* Aim of the exercise: Rewrite every row below, replacing "instance" with "object" and leaving everything else unchanged. Omit the pictures.

* Stored records:
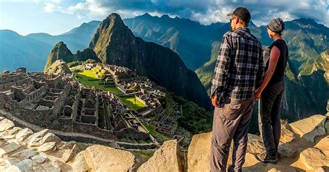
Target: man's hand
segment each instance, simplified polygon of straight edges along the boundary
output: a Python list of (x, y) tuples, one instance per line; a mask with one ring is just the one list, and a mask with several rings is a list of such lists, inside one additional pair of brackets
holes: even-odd
[(256, 89), (256, 92), (255, 92), (255, 99), (259, 100), (260, 98), (260, 95), (262, 95), (262, 92), (263, 90), (261, 90), (260, 89)]
[(213, 106), (214, 106), (215, 108), (218, 108), (218, 105), (217, 105), (217, 94), (214, 94), (214, 96), (212, 96), (212, 98), (211, 98), (211, 103), (212, 104)]

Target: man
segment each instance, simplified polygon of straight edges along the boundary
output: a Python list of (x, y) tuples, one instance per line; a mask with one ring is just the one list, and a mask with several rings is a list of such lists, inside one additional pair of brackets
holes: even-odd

* Finished task:
Target: man's hand
segment each object, simplified polygon of straight edges along the boundary
output: a Python list of (x, y) tuples, one object per line; a mask with one ring is just the one list, and a mask with several rings is a list of such lists, inside one additional pair of brackets
holes: even-odd
[(256, 89), (256, 92), (255, 92), (255, 99), (259, 100), (260, 98), (260, 95), (262, 95), (262, 92), (263, 90), (261, 90), (260, 89)]
[(213, 106), (214, 106), (215, 108), (218, 108), (218, 105), (217, 105), (217, 94), (214, 94), (214, 96), (212, 96), (212, 98), (211, 98), (211, 103), (212, 104)]

Target: man
segment each object, simplified polygon of straight edges along the boundary
output: a Python list of (x, y) tuples, one object per line; a mask with one ring is just the one list, and a mask with several rings is a list of such lists, inside one additional pair of brackets
holes: even-odd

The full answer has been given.